• **What is asked**:
Retype precisely the section of the data that starts at the line containing "Would you mind pointing to the fence rail" and runs to its final line, ends included.

• **Exercise material**:

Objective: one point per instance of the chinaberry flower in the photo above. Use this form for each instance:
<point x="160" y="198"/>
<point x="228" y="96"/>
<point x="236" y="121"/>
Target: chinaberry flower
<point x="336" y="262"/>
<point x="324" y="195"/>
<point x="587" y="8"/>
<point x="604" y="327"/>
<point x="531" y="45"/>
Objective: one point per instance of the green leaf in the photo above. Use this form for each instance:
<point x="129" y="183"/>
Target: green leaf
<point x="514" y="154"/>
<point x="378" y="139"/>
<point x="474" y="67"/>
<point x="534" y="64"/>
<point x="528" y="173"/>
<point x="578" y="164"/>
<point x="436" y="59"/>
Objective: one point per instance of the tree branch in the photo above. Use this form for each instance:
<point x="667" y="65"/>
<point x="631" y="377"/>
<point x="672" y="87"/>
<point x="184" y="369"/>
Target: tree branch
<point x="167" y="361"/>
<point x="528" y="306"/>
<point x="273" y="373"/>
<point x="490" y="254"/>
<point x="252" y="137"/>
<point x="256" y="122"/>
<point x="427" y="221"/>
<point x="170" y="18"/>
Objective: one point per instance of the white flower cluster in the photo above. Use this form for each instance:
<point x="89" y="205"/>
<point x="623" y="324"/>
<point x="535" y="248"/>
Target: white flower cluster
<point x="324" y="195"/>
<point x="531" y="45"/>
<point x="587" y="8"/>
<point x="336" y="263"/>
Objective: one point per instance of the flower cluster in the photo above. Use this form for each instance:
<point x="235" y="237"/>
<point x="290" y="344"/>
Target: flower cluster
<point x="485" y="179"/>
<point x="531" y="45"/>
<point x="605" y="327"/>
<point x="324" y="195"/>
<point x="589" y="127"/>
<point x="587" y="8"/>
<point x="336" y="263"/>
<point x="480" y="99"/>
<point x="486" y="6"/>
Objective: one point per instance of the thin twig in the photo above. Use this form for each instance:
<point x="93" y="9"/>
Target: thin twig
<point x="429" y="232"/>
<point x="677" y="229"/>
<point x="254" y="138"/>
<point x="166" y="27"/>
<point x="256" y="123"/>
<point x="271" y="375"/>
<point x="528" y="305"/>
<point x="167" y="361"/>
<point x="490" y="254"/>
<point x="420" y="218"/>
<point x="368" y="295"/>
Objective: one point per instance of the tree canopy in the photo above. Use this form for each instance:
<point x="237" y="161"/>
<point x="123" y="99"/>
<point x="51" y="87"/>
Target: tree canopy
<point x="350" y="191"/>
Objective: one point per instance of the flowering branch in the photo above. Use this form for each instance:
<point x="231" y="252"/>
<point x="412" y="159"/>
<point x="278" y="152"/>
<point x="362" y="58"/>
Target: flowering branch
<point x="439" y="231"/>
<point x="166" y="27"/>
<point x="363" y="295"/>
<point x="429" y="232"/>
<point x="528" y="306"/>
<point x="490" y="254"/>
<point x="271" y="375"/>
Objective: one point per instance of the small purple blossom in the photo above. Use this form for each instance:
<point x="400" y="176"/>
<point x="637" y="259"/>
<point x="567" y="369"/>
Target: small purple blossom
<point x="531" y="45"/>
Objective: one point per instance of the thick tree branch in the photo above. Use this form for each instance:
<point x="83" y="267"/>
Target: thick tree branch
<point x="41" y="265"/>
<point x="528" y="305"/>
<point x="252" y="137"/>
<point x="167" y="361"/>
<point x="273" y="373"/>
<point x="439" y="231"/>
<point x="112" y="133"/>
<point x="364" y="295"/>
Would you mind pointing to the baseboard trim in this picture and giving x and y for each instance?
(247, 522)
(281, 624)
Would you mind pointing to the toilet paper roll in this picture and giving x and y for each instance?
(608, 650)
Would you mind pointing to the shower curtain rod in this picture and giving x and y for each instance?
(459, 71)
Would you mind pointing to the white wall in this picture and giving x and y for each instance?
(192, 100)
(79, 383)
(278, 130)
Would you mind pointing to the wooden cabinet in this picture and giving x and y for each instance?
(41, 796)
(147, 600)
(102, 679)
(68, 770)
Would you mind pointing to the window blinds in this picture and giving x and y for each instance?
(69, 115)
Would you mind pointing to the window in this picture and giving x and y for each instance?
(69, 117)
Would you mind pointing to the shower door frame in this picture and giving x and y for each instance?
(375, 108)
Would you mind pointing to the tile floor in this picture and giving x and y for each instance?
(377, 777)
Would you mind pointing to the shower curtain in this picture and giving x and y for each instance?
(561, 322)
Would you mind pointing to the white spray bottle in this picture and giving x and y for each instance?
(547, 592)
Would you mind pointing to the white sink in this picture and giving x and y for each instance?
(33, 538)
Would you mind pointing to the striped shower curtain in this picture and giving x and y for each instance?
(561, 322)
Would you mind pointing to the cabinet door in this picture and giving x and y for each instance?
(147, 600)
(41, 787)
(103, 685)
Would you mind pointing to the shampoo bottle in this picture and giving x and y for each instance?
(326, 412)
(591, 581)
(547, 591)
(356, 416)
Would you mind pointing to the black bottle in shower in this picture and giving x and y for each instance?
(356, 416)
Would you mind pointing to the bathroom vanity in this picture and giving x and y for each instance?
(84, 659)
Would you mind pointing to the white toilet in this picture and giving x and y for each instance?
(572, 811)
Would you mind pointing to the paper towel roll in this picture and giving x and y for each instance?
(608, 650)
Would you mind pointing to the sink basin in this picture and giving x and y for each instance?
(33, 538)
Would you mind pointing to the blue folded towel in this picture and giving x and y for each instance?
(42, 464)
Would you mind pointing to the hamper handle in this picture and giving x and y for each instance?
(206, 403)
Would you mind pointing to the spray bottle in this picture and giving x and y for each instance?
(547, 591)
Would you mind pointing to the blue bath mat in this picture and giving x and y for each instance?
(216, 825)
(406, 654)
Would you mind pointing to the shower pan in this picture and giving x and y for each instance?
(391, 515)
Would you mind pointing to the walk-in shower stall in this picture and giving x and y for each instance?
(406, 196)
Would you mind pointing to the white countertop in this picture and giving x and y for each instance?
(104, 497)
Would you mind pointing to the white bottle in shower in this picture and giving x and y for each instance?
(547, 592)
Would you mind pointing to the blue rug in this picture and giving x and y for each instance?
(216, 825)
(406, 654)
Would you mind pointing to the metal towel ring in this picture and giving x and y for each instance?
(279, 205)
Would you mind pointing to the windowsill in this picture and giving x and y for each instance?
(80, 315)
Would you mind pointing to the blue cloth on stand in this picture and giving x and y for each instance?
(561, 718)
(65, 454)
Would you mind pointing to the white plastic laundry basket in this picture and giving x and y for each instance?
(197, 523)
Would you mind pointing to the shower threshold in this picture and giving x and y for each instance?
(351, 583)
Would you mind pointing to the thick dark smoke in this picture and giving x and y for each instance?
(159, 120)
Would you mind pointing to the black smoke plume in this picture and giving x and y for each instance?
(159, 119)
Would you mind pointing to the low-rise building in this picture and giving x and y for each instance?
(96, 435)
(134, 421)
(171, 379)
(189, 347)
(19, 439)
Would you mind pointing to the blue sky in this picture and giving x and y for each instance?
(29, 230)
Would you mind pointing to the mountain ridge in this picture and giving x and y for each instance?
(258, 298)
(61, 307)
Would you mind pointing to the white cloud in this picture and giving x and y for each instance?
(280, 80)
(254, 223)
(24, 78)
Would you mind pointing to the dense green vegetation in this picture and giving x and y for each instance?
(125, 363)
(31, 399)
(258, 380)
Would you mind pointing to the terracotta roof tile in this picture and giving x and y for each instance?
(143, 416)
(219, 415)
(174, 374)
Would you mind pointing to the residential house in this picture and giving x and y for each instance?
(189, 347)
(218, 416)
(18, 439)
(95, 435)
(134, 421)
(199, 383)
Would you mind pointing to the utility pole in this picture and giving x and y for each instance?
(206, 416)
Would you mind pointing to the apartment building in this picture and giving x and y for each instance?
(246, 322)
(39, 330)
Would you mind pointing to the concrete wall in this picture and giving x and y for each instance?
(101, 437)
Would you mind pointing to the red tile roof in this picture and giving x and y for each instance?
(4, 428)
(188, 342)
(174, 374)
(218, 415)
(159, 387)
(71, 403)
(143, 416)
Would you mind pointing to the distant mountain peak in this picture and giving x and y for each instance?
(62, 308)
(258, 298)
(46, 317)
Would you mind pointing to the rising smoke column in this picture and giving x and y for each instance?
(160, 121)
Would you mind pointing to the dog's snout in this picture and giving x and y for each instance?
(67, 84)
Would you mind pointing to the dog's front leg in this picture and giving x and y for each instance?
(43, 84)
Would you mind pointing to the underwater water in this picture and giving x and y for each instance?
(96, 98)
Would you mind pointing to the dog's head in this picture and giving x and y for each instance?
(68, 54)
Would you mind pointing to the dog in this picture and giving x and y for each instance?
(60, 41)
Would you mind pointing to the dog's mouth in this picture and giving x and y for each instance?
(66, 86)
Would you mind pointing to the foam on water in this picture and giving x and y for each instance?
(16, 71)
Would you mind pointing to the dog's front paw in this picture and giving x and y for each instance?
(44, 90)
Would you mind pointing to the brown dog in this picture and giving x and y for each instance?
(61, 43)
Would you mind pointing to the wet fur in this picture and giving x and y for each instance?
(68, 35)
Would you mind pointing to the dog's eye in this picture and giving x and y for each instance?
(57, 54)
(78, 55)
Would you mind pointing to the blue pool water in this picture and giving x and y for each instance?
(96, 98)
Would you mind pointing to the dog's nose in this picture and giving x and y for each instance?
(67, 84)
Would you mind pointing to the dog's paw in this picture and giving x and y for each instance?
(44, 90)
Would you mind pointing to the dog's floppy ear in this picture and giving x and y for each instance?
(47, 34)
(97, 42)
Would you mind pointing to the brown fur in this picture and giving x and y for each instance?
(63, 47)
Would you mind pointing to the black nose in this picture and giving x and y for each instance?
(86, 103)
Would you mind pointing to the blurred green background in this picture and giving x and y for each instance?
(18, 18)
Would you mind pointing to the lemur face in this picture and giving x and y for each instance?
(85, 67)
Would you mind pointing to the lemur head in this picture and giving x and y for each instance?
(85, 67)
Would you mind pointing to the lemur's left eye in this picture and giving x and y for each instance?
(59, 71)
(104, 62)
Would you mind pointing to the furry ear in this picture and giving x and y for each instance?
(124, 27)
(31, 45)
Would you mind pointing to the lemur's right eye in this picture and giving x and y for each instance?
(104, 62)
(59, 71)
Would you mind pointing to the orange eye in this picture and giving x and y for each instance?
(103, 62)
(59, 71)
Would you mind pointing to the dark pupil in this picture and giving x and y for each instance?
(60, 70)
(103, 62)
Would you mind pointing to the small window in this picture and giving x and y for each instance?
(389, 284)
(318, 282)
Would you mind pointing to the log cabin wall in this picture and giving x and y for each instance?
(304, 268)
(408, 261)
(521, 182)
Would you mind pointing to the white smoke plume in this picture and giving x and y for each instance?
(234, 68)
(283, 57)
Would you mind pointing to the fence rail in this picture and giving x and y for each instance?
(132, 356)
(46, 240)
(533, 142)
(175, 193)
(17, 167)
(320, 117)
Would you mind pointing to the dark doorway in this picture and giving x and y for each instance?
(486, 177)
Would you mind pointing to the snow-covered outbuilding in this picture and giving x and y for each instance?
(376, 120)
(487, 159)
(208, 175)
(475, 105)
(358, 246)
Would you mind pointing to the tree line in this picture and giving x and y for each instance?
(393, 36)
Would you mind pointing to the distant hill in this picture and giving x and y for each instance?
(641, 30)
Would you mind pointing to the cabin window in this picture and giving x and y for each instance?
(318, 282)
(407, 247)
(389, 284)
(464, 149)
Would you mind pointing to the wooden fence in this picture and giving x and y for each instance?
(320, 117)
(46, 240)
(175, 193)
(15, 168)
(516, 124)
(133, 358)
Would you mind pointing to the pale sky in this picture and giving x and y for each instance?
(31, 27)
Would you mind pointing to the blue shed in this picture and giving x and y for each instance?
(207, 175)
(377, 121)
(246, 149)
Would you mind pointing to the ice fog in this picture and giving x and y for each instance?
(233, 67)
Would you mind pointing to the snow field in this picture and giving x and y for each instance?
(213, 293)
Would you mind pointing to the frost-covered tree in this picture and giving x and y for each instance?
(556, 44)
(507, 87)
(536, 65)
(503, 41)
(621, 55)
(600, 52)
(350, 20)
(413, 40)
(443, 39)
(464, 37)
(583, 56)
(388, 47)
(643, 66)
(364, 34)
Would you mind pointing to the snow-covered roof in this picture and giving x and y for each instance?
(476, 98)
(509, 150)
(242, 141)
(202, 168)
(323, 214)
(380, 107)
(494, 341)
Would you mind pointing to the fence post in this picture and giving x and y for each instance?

• **Answer to this problem**:
Would you mind pointing to the fence rail in this picture and giving x and y for each instance?
(132, 356)
(46, 240)
(533, 142)
(175, 193)
(17, 167)
(320, 117)
Would you mind pointing to the dark doorway in this picture and giving x and y for each instance?
(486, 177)
Would you mind pointing to the snow-covered outbuilding in this picture and giving x and y for each instance?
(376, 120)
(487, 159)
(208, 175)
(475, 105)
(358, 246)
Would you mind pointing to the tree line in this picture and giving x and y for each instance?
(393, 36)
Would you mind pointing to the distant hill in this picture and giving x and y for each instance?
(641, 30)
Would you mind pointing to the cabin window in this picture and giving x and y for each instance?
(318, 282)
(407, 247)
(389, 284)
(464, 149)
Would you mind pointing to the wooden fence in this picture and giving x and y for each instance?
(320, 117)
(46, 240)
(175, 193)
(15, 168)
(516, 124)
(133, 358)
Would you mind pointing to the pale sky in this picture and giving x and y for each instance?
(31, 27)
Would you mind pointing to the blue shed in this picture and giving x and y for each instance?
(207, 175)
(377, 121)
(246, 149)
Would you mind pointing to the ice fog in this picture and giving x and y for each instance?
(233, 67)
Would you mind pointing to the snow field in this picture and giving x and y for each instance?
(213, 293)
Would you mind pointing to the frost-covered tree in this picture and giving x and y for each instance?
(556, 44)
(507, 87)
(536, 65)
(503, 41)
(621, 55)
(600, 52)
(350, 20)
(413, 40)
(443, 39)
(464, 37)
(583, 56)
(388, 47)
(643, 66)
(364, 34)
Would you mind pointing to the snow-covered roof in this picture and giving x and y for each instance?
(476, 98)
(509, 150)
(242, 141)
(202, 168)
(323, 214)
(380, 107)
(494, 341)
Would you mind pointing to the fence post in this picture and giving x and y for each instance?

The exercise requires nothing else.